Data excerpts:
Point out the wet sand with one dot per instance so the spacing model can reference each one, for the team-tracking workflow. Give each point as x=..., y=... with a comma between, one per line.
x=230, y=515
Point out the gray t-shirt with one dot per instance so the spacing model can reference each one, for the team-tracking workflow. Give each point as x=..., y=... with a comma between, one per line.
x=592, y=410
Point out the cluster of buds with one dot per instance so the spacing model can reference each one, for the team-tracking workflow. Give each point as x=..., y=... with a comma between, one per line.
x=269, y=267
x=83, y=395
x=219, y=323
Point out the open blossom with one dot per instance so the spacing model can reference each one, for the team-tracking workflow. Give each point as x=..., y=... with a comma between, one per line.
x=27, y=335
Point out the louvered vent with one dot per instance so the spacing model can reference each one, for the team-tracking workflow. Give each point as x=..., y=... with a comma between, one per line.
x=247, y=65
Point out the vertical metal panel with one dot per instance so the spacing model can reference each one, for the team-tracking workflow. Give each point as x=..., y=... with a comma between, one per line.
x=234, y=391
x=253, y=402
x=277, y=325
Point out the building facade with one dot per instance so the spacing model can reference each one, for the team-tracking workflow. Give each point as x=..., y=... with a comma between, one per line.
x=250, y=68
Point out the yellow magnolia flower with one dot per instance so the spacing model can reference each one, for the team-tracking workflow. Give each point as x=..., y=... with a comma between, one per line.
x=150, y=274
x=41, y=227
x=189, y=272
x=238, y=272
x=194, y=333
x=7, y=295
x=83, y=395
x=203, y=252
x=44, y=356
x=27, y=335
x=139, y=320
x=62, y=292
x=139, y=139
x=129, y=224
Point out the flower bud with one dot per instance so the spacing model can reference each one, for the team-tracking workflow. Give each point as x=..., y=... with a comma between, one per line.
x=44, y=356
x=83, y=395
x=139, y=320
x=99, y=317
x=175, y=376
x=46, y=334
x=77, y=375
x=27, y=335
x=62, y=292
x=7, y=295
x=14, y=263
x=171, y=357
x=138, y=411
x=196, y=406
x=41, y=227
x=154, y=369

▶ **What is being asked**: All of the records should be transcribed exactly, with nothing left out.

▶ **Answer area**:
Point out the wet sand with one dot per instance so the spacing model can reference each one, for the team-tracking workflow. Give each point as x=..., y=... with a comma between, one per line.
x=230, y=515
Point out the gray t-shirt with one dot per instance so the spacing model can reference each one, for the team-tracking workflow. Give each point as x=..., y=... with a comma between, one per line.
x=592, y=410
Point out the cluster of buds with one dot per instance so the spacing model can reference each one, for the team-tracking workflow. Give each point as x=..., y=... with a comma between, one per line.
x=269, y=267
x=83, y=395
x=219, y=323
Point out the open blossom with one dot per instance so the spacing model can reference each one, for the team-tracking workflow. Give each point as x=..., y=... with a comma between, one per line.
x=27, y=335
Point out the louvered vent with one dot per instance so the spacing model can reference each one, for the team-tracking workflow. Give each point as x=..., y=... with a comma between, one per line.
x=247, y=65
Point out the vertical metal panel with one dot per instance so the spacing model can reference each one, for the team-tracking workflow. Give each point as x=..., y=... with a comma between, one per line.
x=234, y=391
x=253, y=402
x=277, y=325
Point out the building facade with one dot per instance so the spacing model can reference each one, for the team-tracking workflow. Give each point as x=..., y=... with a comma between, one per line.
x=250, y=68
Point out the yellow magnolia flower with one dot per instance so the spacing model can reference each one, for the team-tracking workflow. Give each point as x=..., y=... with a comma between, one per line.
x=150, y=274
x=41, y=227
x=189, y=272
x=238, y=272
x=194, y=333
x=7, y=295
x=83, y=395
x=203, y=252
x=44, y=356
x=27, y=335
x=139, y=320
x=62, y=292
x=139, y=139
x=129, y=224
Point out the flower bud with one dot per instance so the spacing model can reference each one, for the team-tracking workflow. Give each point as x=..., y=... with a comma between, one per line.
x=44, y=356
x=83, y=395
x=139, y=320
x=99, y=317
x=175, y=376
x=46, y=334
x=77, y=375
x=27, y=335
x=62, y=292
x=7, y=295
x=14, y=263
x=171, y=357
x=138, y=411
x=196, y=406
x=41, y=227
x=154, y=369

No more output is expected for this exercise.